# WHAT IS NEEDED
Edit the lines below by swapping every "marker" for "dot" and leaving everything else untouched. Leave the pictures out of your answer.

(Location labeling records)
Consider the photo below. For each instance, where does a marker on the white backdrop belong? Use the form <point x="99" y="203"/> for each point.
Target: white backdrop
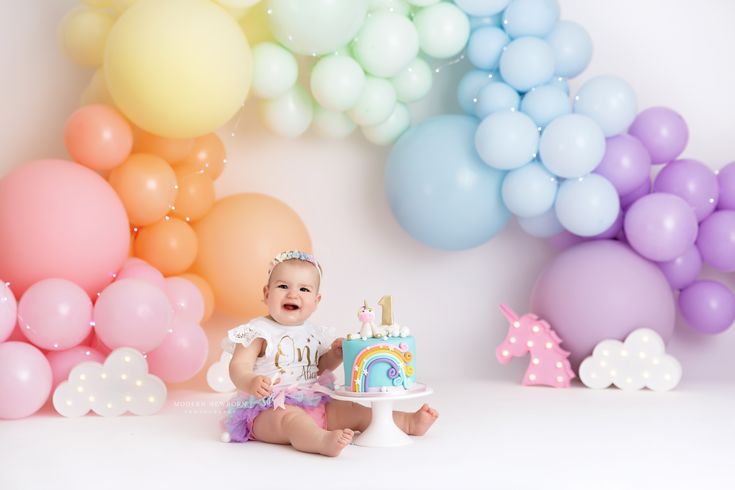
<point x="676" y="54"/>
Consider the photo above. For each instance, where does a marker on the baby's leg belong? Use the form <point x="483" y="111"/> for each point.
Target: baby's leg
<point x="294" y="426"/>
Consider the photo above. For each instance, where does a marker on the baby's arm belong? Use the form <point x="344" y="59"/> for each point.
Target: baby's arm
<point x="241" y="370"/>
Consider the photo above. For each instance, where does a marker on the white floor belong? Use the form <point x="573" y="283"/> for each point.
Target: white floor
<point x="490" y="434"/>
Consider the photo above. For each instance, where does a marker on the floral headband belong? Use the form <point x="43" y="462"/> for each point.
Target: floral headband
<point x="294" y="255"/>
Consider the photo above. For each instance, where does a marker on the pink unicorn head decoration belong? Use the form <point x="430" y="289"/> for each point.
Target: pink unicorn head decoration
<point x="529" y="334"/>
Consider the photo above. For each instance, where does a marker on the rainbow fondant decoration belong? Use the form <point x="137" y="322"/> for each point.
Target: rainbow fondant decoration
<point x="379" y="364"/>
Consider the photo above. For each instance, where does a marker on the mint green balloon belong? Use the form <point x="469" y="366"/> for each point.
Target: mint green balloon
<point x="443" y="30"/>
<point x="414" y="81"/>
<point x="337" y="82"/>
<point x="275" y="70"/>
<point x="315" y="27"/>
<point x="386" y="44"/>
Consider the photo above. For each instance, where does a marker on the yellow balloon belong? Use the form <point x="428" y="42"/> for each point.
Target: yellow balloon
<point x="83" y="34"/>
<point x="177" y="68"/>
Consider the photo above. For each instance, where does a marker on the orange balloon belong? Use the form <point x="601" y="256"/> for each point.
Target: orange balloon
<point x="196" y="193"/>
<point x="206" y="291"/>
<point x="170" y="149"/>
<point x="98" y="137"/>
<point x="208" y="155"/>
<point x="237" y="240"/>
<point x="169" y="245"/>
<point x="146" y="185"/>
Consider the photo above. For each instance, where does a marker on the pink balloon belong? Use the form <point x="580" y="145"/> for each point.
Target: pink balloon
<point x="25" y="380"/>
<point x="186" y="299"/>
<point x="55" y="314"/>
<point x="60" y="219"/>
<point x="181" y="355"/>
<point x="8" y="311"/>
<point x="63" y="361"/>
<point x="132" y="313"/>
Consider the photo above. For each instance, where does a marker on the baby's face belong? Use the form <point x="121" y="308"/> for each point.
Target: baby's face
<point x="292" y="293"/>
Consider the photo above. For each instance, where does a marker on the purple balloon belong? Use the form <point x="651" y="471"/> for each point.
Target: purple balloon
<point x="626" y="163"/>
<point x="716" y="240"/>
<point x="602" y="290"/>
<point x="726" y="181"/>
<point x="708" y="306"/>
<point x="693" y="181"/>
<point x="683" y="270"/>
<point x="660" y="226"/>
<point x="662" y="131"/>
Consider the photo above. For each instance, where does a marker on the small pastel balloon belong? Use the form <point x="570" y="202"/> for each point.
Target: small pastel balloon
<point x="587" y="206"/>
<point x="526" y="63"/>
<point x="545" y="103"/>
<point x="414" y="82"/>
<point x="132" y="313"/>
<point x="376" y="103"/>
<point x="626" y="163"/>
<point x="146" y="184"/>
<point x="443" y="30"/>
<point x="529" y="190"/>
<point x="55" y="314"/>
<point x="507" y="140"/>
<point x="691" y="180"/>
<point x="290" y="114"/>
<point x="660" y="227"/>
<point x="530" y="17"/>
<point x="169" y="245"/>
<point x="683" y="270"/>
<point x="572" y="46"/>
<point x="716" y="240"/>
<point x="25" y="380"/>
<point x="97" y="136"/>
<point x="708" y="306"/>
<point x="662" y="131"/>
<point x="275" y="70"/>
<point x="337" y="82"/>
<point x="572" y="145"/>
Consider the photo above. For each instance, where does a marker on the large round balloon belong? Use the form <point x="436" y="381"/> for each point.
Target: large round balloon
<point x="60" y="219"/>
<point x="602" y="290"/>
<point x="177" y="69"/>
<point x="439" y="189"/>
<point x="237" y="240"/>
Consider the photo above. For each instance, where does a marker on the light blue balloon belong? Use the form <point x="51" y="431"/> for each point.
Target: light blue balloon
<point x="485" y="46"/>
<point x="545" y="103"/>
<point x="543" y="226"/>
<point x="572" y="47"/>
<point x="530" y="17"/>
<point x="530" y="190"/>
<point x="507" y="140"/>
<point x="494" y="97"/>
<point x="526" y="63"/>
<point x="610" y="101"/>
<point x="588" y="205"/>
<point x="439" y="190"/>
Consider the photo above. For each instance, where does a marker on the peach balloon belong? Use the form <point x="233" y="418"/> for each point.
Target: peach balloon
<point x="208" y="154"/>
<point x="237" y="240"/>
<point x="169" y="245"/>
<point x="98" y="137"/>
<point x="196" y="193"/>
<point x="146" y="185"/>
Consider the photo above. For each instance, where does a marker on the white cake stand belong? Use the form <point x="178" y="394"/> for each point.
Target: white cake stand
<point x="382" y="431"/>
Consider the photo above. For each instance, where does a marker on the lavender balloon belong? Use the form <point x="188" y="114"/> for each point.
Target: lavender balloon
<point x="693" y="181"/>
<point x="662" y="131"/>
<point x="660" y="226"/>
<point x="708" y="306"/>
<point x="716" y="240"/>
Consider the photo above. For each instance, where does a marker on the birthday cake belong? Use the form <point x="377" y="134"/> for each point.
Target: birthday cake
<point x="379" y="358"/>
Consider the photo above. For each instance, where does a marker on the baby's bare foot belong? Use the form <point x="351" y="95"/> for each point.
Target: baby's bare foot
<point x="335" y="441"/>
<point x="420" y="421"/>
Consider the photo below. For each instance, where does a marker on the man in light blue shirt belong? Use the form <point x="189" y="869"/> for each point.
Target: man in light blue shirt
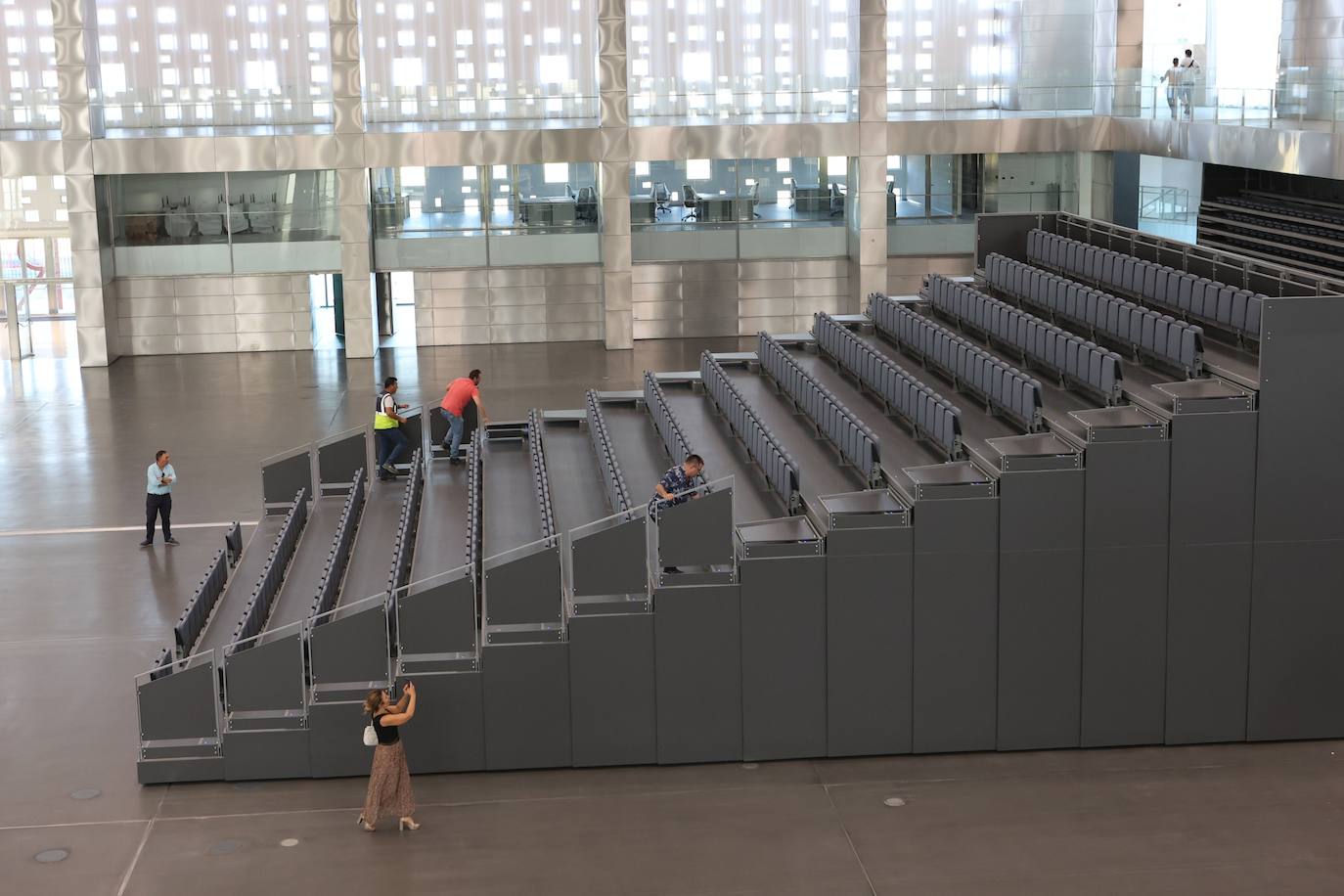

# EXERCISE OUTPUT
Consider the photo below. For each instance, where does a dot on the white backdrop belong? Use the form <point x="99" y="203"/> for each point.
Target: white backdrop
<point x="676" y="54"/>
Consider the photo above. For each instance, where does a dot on the baby's leg belong? Use the form <point x="483" y="111"/> for each point.
Target: baby's leg
<point x="294" y="426"/>
Consider the photo above. For each instance, where does a dot on the baby's arm belong? Use the form <point x="344" y="59"/> for each point.
Target: baby's arm
<point x="241" y="370"/>
Consider the photo above. For each instance, where does a dot on the white floor belong? Use the form <point x="573" y="283"/> for each point.
Target: white floor
<point x="490" y="434"/>
Consider the photo above. For each instance, where does a dot on the floral headband belong? Use the form <point x="43" y="462"/> for each point.
Target: floral headband
<point x="294" y="255"/>
Consider the photo above. For each instance, where does a dot on the pink unicorn head decoration belong? Use the form <point x="430" y="289"/> for each point.
Target: pink unicorn head decoration
<point x="529" y="334"/>
Consider the photo above. For each instance, where does a dot on the rainbow fondant decoration belong? Use the form <point x="137" y="322"/> for each point.
Target: rainbow fondant decoration
<point x="379" y="364"/>
Consider the photo above. For each instance, where does a dot on the mint green balloon belong? Use the form <point x="469" y="366"/> for each point.
Target: mint green balloon
<point x="443" y="30"/>
<point x="414" y="81"/>
<point x="337" y="82"/>
<point x="275" y="70"/>
<point x="315" y="27"/>
<point x="386" y="44"/>
Consider the photo above. For each instance, where does a dot on the yellow balloon belong? Use the form <point x="428" y="42"/> for each point.
Target: yellow balloon
<point x="83" y="34"/>
<point x="177" y="68"/>
Consider the photo above. For each instance, where does a dot on the orange balloon belong? Use the form <point x="601" y="256"/> for each point.
Target: orange balloon
<point x="196" y="193"/>
<point x="206" y="291"/>
<point x="170" y="149"/>
<point x="98" y="137"/>
<point x="208" y="155"/>
<point x="237" y="240"/>
<point x="169" y="245"/>
<point x="146" y="185"/>
Consider the photo above. For each instance, where does a dot on the pink balloon belong? Use the form <point x="580" y="145"/> for each point.
Target: pink balloon
<point x="25" y="380"/>
<point x="186" y="299"/>
<point x="55" y="314"/>
<point x="60" y="219"/>
<point x="181" y="355"/>
<point x="8" y="311"/>
<point x="63" y="361"/>
<point x="132" y="313"/>
Consider the photo above. For each instance, where does a dot on the baby's face belong? Use the form <point x="121" y="308"/> for each point.
Target: baby's face
<point x="292" y="293"/>
Consider the photo above. For each instance, where does a dot on the purple balloon belong? Use the form <point x="651" y="471"/> for each point.
Target: purple balloon
<point x="626" y="163"/>
<point x="716" y="240"/>
<point x="602" y="290"/>
<point x="726" y="181"/>
<point x="708" y="306"/>
<point x="693" y="181"/>
<point x="683" y="270"/>
<point x="660" y="226"/>
<point x="662" y="131"/>
Consider the photo above. For each instance, where does a dot on the small pastel balloon belong? Use the form <point x="570" y="202"/> for each point.
Target: small pastel balloon
<point x="587" y="206"/>
<point x="526" y="63"/>
<point x="545" y="103"/>
<point x="414" y="82"/>
<point x="132" y="313"/>
<point x="376" y="103"/>
<point x="626" y="163"/>
<point x="146" y="184"/>
<point x="443" y="30"/>
<point x="529" y="190"/>
<point x="55" y="314"/>
<point x="507" y="140"/>
<point x="691" y="180"/>
<point x="290" y="114"/>
<point x="660" y="227"/>
<point x="530" y="17"/>
<point x="169" y="245"/>
<point x="683" y="270"/>
<point x="572" y="46"/>
<point x="716" y="240"/>
<point x="25" y="380"/>
<point x="97" y="136"/>
<point x="708" y="306"/>
<point x="662" y="131"/>
<point x="275" y="70"/>
<point x="337" y="82"/>
<point x="572" y="145"/>
Consider the photo above. For each instance, where does a dot on the large round balloon belong? Use the form <point x="436" y="381"/> for each point.
Target: large round balloon
<point x="60" y="219"/>
<point x="602" y="290"/>
<point x="177" y="69"/>
<point x="439" y="189"/>
<point x="237" y="240"/>
Consider the photo above. For each instance, where does a dot on the light blue balloon belong? Use the form <point x="51" y="431"/> for each point.
Target: light blue balloon
<point x="485" y="46"/>
<point x="545" y="103"/>
<point x="543" y="226"/>
<point x="572" y="47"/>
<point x="530" y="17"/>
<point x="530" y="190"/>
<point x="507" y="140"/>
<point x="494" y="97"/>
<point x="526" y="63"/>
<point x="610" y="101"/>
<point x="588" y="205"/>
<point x="439" y="190"/>
Consider the photo above. For each instance, where does a dot on the peach balloon belong? Use the form <point x="233" y="418"/> for each point.
Target: peach balloon
<point x="208" y="154"/>
<point x="237" y="240"/>
<point x="169" y="245"/>
<point x="98" y="137"/>
<point x="196" y="193"/>
<point x="146" y="185"/>
Consider the photo above. For each instance, where does a dot on the white cake stand belong? Use the form <point x="178" y="394"/> for each point.
Target: white cake stand
<point x="382" y="431"/>
Consider the photo above. For each instance, where does a dot on the lavender balloon belong? Use the form <point x="188" y="114"/> for each point.
Target: lavender balloon
<point x="693" y="181"/>
<point x="662" y="131"/>
<point x="660" y="226"/>
<point x="708" y="306"/>
<point x="716" y="240"/>
Consider the photo above. For each instance, where does a dot on the birthday cake belong? Use the form <point x="377" y="134"/> for each point.
Target: birthday cake
<point x="379" y="358"/>
Consider the photo above. For each instance, where does a dot on the baby's bare foot belong? Use the form <point x="351" y="95"/> for each point.
Target: baby's bare foot
<point x="335" y="441"/>
<point x="420" y="421"/>
Consider the photo below. For each instance, where does a dot on the man in light blue shirt belong? Use the form <point x="189" y="869"/> for each point.
Target: man in light blue shirt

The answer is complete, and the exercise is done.